**Stated exercise A**
List each academic qualification held by Peter Lokeris according to the biography below.

........

Peter Aimat Lokeris (born 2 February 1947) is a Ugandan politician and accountant. He is the current Minister of State for Minerals in the Cabinet of Uganda. He was appointed to this position on 16 February 2009. In the cabinet reshuffle of 27 May 2011, and that of 1 March 2015, Peter Lokeris retained his cabinet post. He is also the elected Member of Parliament representing Chekwii County in Nakapiripirit District. He has continuously represented that constituency since 1996.

Background and education
He was born in Pian county in Nakapiripirit District on 2 February 1947 to Teko Apo-oroma Namoni-Angitiang and his wife Aisu Elizabeth. He holds the degree of Bachelor of Commerce from Makerere University. He also holds a Diploma in Finance from the Uganda Management Institute in Kampala. He also holds a Master of Science in Marketing) from Makerere University and another Master of Arts in Peace and Conflict Studies from the same university.

Work experience
Peter Lokeris started his working career as a cashier. He also worked as an Internal Auditor for Moroto District. He then worked as the Chief Accountant for Kotido District. Following that, he served as the Administrative Secretary for Moroto District for a period of four years. Lokeris also served as a special district administrator in the districts of Moroto, Kasese and Jinja. Later, he served as a special presidential advisor on peace and development of Karamoja and its neighbouring regions for four years.

........

**Stated exercise B**
How many lines of the records contain the string "window"? Give only the number.

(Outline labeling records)

........

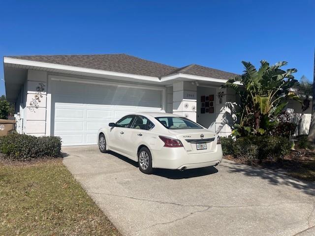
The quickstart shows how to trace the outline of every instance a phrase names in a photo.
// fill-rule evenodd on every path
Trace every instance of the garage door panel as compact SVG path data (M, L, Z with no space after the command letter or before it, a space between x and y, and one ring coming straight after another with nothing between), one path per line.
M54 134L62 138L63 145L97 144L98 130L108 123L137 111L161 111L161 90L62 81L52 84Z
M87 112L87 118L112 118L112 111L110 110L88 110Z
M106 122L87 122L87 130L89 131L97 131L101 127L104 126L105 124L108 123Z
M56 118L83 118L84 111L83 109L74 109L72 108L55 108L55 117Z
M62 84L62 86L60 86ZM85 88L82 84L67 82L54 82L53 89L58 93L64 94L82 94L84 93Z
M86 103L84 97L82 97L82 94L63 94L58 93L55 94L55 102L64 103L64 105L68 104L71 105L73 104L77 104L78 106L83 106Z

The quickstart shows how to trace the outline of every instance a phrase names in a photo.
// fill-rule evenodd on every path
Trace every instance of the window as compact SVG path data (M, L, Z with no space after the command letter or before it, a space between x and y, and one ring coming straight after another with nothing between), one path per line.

........

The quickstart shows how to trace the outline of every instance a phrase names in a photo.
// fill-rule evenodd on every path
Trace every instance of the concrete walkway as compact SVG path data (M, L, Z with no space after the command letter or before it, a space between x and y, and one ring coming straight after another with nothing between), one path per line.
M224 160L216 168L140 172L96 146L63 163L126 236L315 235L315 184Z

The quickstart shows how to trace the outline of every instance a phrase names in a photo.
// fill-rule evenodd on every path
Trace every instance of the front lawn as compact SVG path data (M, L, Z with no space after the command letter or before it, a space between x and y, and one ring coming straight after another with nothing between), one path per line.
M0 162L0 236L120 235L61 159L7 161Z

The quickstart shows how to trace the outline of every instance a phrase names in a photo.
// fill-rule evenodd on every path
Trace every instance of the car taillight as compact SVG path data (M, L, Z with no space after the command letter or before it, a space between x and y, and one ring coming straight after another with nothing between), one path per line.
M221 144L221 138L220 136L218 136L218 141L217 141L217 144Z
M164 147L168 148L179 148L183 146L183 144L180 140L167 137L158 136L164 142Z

........

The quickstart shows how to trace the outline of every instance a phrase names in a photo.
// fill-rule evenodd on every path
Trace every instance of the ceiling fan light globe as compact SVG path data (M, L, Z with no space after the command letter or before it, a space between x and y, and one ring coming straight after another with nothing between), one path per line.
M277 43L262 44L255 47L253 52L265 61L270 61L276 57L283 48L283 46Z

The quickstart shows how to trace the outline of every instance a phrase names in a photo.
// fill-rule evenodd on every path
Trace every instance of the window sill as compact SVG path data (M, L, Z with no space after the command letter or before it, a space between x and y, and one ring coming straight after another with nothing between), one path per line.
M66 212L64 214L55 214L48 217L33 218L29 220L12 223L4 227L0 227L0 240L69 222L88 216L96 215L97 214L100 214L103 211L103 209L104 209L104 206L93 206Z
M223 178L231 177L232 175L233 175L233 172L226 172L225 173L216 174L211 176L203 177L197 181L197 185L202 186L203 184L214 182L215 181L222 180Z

........

**Output A**
Bachelor of Commerce from Makerere University
Diploma in Finance from the Uganda Management Institute
Master of Science in Marketing from Makerere University
Master of Arts in Peace and Conflict Studies from Makerere University

**Output B**
2